**REQUIRED TASK:** Write the material out again, line by line, exactly as it is.

**THE DATA:**
════════════════════

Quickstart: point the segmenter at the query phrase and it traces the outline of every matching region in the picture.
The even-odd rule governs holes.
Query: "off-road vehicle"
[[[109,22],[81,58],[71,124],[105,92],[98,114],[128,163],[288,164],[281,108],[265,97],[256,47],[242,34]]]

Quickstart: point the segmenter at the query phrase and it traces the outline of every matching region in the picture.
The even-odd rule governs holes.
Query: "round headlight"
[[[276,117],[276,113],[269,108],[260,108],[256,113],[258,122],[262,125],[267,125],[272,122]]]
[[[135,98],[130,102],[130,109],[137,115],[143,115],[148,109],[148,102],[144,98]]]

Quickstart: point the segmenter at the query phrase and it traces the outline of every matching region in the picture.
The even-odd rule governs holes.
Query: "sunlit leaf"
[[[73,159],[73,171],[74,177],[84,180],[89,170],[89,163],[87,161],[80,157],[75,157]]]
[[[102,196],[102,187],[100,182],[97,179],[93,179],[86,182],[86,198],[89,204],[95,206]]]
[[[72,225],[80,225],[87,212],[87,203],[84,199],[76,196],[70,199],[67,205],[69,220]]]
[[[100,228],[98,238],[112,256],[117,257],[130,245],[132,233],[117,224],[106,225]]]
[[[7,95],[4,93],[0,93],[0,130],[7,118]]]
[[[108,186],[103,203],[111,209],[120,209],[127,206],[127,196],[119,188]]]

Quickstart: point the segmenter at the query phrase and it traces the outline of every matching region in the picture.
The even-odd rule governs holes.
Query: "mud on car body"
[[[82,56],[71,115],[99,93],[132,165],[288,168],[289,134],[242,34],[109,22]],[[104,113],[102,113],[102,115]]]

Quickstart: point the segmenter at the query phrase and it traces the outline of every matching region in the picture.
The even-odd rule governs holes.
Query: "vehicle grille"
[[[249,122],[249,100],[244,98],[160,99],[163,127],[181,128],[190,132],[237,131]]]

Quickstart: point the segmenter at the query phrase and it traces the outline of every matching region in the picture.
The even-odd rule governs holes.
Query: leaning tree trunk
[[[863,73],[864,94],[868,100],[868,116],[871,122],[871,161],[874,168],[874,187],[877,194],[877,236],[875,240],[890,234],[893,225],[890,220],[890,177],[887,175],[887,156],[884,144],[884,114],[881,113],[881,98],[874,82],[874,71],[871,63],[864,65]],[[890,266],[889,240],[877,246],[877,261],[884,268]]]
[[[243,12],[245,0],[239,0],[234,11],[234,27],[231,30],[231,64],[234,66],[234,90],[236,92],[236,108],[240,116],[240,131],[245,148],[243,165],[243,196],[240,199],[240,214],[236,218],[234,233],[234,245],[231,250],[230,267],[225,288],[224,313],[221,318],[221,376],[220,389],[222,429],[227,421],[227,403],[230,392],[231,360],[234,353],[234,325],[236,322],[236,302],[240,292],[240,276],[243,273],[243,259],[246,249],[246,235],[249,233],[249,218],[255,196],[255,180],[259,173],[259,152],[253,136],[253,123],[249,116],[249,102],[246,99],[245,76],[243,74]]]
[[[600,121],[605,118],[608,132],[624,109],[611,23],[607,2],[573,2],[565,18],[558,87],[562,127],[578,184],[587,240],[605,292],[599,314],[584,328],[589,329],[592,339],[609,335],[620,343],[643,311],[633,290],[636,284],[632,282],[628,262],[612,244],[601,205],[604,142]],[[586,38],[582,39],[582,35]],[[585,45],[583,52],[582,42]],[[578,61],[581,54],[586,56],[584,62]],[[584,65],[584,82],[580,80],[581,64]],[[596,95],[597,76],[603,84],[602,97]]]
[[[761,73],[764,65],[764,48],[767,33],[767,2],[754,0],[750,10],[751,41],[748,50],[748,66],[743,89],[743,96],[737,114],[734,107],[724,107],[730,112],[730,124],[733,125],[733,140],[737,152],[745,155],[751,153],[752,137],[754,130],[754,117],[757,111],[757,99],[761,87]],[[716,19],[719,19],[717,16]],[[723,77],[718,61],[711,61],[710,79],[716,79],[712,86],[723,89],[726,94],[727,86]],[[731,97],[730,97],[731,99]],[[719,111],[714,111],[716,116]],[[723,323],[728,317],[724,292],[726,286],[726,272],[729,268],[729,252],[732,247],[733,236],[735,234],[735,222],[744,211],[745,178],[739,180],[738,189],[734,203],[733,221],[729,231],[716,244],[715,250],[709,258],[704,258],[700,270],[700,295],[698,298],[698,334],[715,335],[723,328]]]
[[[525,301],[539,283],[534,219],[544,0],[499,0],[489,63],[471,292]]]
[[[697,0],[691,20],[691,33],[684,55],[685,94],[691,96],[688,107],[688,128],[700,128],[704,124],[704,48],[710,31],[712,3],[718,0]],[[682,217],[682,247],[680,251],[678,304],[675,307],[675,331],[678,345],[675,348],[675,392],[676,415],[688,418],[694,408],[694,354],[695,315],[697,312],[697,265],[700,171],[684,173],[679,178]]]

════════════════════

**CORRECT ANSWER:**
Quickstart: point the segmenter at the query phrase and it traces the outline of every matching region in the picture.
The even-odd rule governs holes.
Query: "off-road vehicle"
[[[109,22],[81,58],[71,124],[105,92],[98,114],[128,163],[288,164],[281,108],[265,97],[256,47],[242,34]]]

Quickstart: point the segmenter at the query phrase and it traces the outline of every matching region in the picture.
The even-odd rule governs holes.
Query: "round headlight"
[[[276,117],[276,113],[269,108],[260,108],[256,113],[258,122],[262,125],[267,125],[272,122]]]
[[[135,98],[130,102],[130,109],[137,115],[143,115],[148,109],[148,102],[144,98]]]

Quickstart: point the segmenter at the query phrase and it traces the outline of every matching region in the picture.
The even-odd rule governs holes.
Query: "sunlit leaf"
[[[73,159],[73,171],[74,177],[84,180],[89,170],[89,163],[87,161],[80,157],[75,157]]]
[[[102,196],[102,187],[100,182],[97,179],[93,179],[86,182],[86,198],[89,204],[95,206]]]
[[[72,225],[80,225],[87,212],[87,203],[84,199],[76,196],[70,199],[67,205],[69,220]]]
[[[100,228],[98,238],[112,256],[117,257],[130,245],[132,233],[117,224],[106,225]]]
[[[7,95],[4,93],[0,93],[0,130],[7,118]]]
[[[108,186],[103,203],[111,209],[120,209],[127,206],[127,196],[119,188]]]

Quickstart: point the segmenter at the query phrase and it traces the outline of every matching region in the picture.
The even-odd rule governs holes.
Query: "mud on car body"
[[[82,56],[71,115],[99,93],[132,165],[288,168],[289,134],[242,34],[109,22]],[[104,113],[102,113],[102,115]]]

Quickstart: point the segmenter at the query phrase and it traces the outline of every matching region in the picture.
The even-odd rule governs holes.
Query: "vehicle grille"
[[[249,122],[249,100],[244,98],[160,99],[163,127],[181,128],[190,132],[237,131]]]

Quickstart: point the segmenter at the query phrase and it traces the outline of every matching region in the picture.
The even-odd rule governs holes.
Query: leaning tree trunk
[[[863,73],[864,94],[868,100],[868,116],[871,122],[871,161],[874,168],[874,187],[877,194],[877,236],[875,240],[890,234],[893,225],[890,220],[890,177],[887,175],[887,156],[884,144],[884,114],[881,113],[881,98],[874,82],[874,71],[871,63],[864,65]],[[890,266],[889,240],[877,246],[877,261],[884,268]]]
[[[243,12],[245,0],[239,0],[234,11],[234,27],[231,30],[231,64],[234,66],[234,90],[236,92],[236,108],[240,116],[240,131],[245,148],[243,165],[243,196],[240,199],[240,214],[236,218],[234,233],[234,245],[231,250],[230,267],[225,288],[224,313],[221,318],[221,376],[220,389],[222,429],[227,421],[227,403],[230,392],[231,360],[234,353],[234,325],[236,322],[236,302],[240,292],[240,276],[243,273],[243,259],[246,249],[246,235],[249,233],[249,218],[255,196],[255,180],[259,173],[259,152],[253,136],[253,123],[249,116],[249,102],[246,99],[245,76],[243,74]]]
[[[600,121],[605,118],[608,132],[624,109],[611,23],[607,2],[573,2],[565,18],[558,87],[562,127],[578,184],[587,240],[605,292],[599,314],[584,328],[589,329],[592,339],[609,335],[620,343],[643,311],[633,290],[636,284],[632,282],[628,262],[612,244],[601,205],[604,142]],[[586,38],[582,39],[582,35]],[[585,45],[583,52],[582,42]],[[578,61],[581,54],[586,56],[584,62]],[[584,65],[584,82],[580,80],[581,64]],[[596,95],[597,76],[603,84],[602,97]]]
[[[761,73],[764,65],[764,48],[767,33],[767,2],[754,0],[750,10],[751,41],[748,50],[748,66],[743,89],[743,96],[737,114],[734,107],[724,107],[730,112],[730,124],[733,125],[733,140],[737,152],[745,155],[751,153],[752,137],[754,130],[754,117],[757,111],[757,99],[761,87]],[[716,19],[719,19],[717,16]],[[723,77],[718,61],[711,61],[710,79],[716,79],[712,86],[723,89],[726,94],[727,86]],[[731,97],[730,97],[731,99]],[[719,111],[714,111],[716,116]],[[723,323],[728,317],[724,292],[726,286],[726,272],[729,268],[729,252],[732,247],[733,236],[735,234],[735,222],[744,211],[745,178],[739,180],[738,189],[734,203],[733,221],[729,231],[716,244],[715,250],[709,258],[704,258],[700,270],[700,295],[698,298],[698,334],[715,335],[723,328]]]
[[[525,301],[539,283],[534,219],[544,0],[499,0],[489,63],[471,292]]]
[[[697,0],[691,20],[691,33],[684,55],[685,94],[691,96],[688,107],[688,128],[700,128],[704,124],[704,48],[710,31],[712,3],[718,0]],[[682,217],[682,247],[680,251],[678,304],[675,307],[675,331],[678,345],[675,348],[675,392],[676,415],[688,418],[694,408],[694,354],[695,315],[697,312],[697,265],[700,171],[684,173],[679,178]]]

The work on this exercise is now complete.